I am worried about expedited callbacks getting backed up behind
non-expedited callbacks (especially given Peter's point about per-VMA
SRCU callbacks) and behind other workqueue uses.

> But when wait_srcu_gp() is move back here, I will use
> a bigger "trycount" for synchronize_srcu_expedited().
> 
> And any problem for srcu_advance_batches()?

I prefer the use of "return" that you and Peter discussed later.

What sort of testing are you doing?

							Thanx, Paul

> Thanks.
> Lai
> 
> >
> >                                                        Thanx, Paul
> >
> >>  EXPORT_SYMBOL_GPL(synchronize_srcu_expedited);
> >>
> >> +void srcu_barrier(struct srcu_struct *sp)
> >> +{
> >> +     __synchronize_srcu(sp);
> >> +}
> >> +EXPORT_SYMBOL_GPL(srcu_barrier);
> >> +
> >>  /**
> >>   * srcu_batches_completed - return batches completed.
-=-=-
What you need to do
a) In the SRCU discussion, which function does the newly added srcu_barrier() call?
b) Continue the SRCU discussion from the point where it stops.
The lines that follow are not needed for this exercise.

Extracted information
-=-=-
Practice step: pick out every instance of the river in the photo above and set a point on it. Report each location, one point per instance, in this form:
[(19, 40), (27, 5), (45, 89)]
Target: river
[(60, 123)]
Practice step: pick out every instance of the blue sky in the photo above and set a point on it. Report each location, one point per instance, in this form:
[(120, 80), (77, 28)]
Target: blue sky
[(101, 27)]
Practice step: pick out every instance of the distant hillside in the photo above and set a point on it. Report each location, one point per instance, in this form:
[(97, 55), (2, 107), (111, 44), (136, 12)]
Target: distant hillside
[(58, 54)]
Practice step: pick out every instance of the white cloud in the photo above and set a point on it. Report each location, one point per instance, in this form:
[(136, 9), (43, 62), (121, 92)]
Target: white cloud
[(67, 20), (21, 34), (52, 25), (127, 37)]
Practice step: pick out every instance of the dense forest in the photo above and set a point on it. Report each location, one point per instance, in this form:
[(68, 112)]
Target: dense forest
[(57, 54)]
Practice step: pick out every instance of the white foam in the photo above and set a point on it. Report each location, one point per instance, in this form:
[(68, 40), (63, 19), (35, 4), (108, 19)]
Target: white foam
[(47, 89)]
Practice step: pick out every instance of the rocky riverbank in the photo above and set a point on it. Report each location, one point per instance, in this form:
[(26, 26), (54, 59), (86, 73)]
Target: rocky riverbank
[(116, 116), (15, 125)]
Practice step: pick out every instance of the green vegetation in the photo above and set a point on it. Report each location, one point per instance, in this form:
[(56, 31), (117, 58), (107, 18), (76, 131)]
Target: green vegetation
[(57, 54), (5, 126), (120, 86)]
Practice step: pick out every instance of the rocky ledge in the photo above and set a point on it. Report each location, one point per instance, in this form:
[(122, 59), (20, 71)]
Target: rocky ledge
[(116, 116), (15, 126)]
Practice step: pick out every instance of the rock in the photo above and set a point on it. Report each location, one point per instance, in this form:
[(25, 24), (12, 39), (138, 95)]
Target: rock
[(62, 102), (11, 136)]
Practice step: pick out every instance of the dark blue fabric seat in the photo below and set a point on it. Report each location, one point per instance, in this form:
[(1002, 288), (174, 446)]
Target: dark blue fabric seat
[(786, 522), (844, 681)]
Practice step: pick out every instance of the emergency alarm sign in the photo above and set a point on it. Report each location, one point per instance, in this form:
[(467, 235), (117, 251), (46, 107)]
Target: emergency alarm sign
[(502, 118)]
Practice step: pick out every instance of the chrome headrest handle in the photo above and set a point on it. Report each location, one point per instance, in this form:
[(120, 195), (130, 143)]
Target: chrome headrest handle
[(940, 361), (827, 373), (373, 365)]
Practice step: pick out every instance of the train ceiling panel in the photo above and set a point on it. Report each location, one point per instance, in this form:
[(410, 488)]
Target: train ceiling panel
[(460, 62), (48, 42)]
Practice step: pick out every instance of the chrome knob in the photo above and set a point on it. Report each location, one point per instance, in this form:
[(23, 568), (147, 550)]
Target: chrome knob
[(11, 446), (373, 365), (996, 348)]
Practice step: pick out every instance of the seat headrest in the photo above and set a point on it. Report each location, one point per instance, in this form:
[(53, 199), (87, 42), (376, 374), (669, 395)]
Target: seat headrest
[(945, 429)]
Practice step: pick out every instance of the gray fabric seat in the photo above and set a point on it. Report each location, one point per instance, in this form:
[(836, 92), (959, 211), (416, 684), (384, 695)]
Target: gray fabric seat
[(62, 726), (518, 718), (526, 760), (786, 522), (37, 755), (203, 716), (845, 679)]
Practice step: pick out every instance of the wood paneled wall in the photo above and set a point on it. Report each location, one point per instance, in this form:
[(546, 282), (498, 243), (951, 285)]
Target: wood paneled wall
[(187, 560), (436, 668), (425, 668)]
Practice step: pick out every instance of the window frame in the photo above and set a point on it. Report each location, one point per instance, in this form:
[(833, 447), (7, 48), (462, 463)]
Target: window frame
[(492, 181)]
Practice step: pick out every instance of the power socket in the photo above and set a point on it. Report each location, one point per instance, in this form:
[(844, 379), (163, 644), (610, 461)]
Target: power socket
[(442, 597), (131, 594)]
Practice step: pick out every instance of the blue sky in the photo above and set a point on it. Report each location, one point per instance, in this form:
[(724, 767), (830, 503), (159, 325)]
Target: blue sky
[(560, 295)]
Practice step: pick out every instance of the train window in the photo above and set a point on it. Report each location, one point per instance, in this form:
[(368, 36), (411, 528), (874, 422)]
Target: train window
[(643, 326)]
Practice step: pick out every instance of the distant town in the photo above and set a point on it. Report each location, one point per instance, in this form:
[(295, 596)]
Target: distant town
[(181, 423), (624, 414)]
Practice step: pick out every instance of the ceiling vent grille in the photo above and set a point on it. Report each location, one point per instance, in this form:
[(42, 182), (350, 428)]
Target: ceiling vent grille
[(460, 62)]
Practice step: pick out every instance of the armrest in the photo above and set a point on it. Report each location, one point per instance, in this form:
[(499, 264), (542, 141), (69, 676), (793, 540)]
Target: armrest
-=-=-
Written responses
a) It calls __synchronize_srcu(sp).

b)
> >>   * @sp: srcu_struct on which to report batch completion.
> >> @@ -423,3 +442,84 @@ long srcu_batches_completed(struct srcu_struct *sp)
> >>       return sp->completed;
> >>  }
> >>  EXPORT_SYMBOL_GPL(srcu_batches_completed);
> >> +
> >> +#define SRCU_CALLBACK_BATCH  10
> >> +#define SRCU_INTERVAL                1
> >> +
> >> +static void srcu_collect_new(struct srcu_struct *sp)
> >> +{
> >> +     if (!rcu_batch_empty(&sp->batch_queue)) {
> >> +             spin_lock_irq(&sp->queue_lock);
> >> +             rcu_batch_move(&sp->batch_check0, &sp->batch_queue);
> >> +             spin_unlock_irq(&sp->queue_lock);
> >> +     }
> >> +}
> >> +
> >> +static void srcu_advance_batches(struct srcu_struct *sp)
> >> +{
> >> +     int idx = 1 - (sp->completed & 0x1UL);
> >> +
> >> +     /*
> >> +      * SRCU read-side critical sections are normally short, so check
> >> +      * twice after a flip.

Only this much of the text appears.